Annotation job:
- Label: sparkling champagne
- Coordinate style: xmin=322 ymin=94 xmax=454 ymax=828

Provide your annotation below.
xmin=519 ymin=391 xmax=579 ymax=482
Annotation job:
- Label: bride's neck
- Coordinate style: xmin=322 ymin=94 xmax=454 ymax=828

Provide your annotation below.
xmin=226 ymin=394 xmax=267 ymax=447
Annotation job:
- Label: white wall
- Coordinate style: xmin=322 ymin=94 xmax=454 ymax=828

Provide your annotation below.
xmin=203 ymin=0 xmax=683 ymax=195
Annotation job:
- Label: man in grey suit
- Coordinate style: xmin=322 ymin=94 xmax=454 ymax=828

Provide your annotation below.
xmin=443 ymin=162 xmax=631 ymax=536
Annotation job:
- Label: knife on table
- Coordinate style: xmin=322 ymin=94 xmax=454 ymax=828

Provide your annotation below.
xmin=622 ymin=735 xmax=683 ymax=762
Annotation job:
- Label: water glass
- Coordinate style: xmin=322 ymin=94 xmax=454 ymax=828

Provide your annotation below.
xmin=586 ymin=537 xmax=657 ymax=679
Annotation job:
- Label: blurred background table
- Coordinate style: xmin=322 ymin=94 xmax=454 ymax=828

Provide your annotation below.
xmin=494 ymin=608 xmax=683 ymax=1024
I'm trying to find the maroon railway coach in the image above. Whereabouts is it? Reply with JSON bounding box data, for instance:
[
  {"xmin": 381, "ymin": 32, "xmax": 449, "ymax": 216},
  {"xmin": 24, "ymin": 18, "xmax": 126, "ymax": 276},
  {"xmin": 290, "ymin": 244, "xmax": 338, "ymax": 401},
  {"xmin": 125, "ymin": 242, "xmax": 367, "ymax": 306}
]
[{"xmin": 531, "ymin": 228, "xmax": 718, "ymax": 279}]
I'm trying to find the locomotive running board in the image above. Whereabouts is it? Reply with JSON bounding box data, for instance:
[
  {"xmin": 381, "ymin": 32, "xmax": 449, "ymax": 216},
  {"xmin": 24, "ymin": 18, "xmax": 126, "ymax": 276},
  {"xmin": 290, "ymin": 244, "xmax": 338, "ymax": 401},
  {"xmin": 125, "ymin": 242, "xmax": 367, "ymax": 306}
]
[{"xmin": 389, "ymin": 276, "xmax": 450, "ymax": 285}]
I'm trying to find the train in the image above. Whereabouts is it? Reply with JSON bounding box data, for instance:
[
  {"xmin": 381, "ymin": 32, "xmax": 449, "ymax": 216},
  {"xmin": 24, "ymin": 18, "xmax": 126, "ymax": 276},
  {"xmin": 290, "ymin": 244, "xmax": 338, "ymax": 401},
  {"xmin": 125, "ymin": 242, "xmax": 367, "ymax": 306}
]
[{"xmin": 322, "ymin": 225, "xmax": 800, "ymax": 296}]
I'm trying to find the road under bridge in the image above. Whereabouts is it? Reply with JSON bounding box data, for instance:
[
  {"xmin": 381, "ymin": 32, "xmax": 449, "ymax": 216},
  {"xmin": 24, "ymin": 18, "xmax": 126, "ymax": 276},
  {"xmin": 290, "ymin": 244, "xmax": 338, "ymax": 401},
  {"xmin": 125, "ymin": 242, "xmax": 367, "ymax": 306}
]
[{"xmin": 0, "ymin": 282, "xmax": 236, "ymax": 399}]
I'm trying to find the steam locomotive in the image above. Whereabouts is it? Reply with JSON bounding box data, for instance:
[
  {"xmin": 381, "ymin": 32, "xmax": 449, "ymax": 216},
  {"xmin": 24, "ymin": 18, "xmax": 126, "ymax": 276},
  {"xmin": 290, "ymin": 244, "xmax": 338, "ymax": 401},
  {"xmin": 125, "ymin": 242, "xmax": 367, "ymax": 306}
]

Required work: Which lines in the items above contain the word "Label"? Pick out and copy each such line, treating uppercase and lowercase as different.

Correct result:
- Label: sparkling champagne
- Label: bride's neck
- Label: white wall
- Label: man in grey suit
- Label: knife on table
- Label: water glass
- Label: blurred background table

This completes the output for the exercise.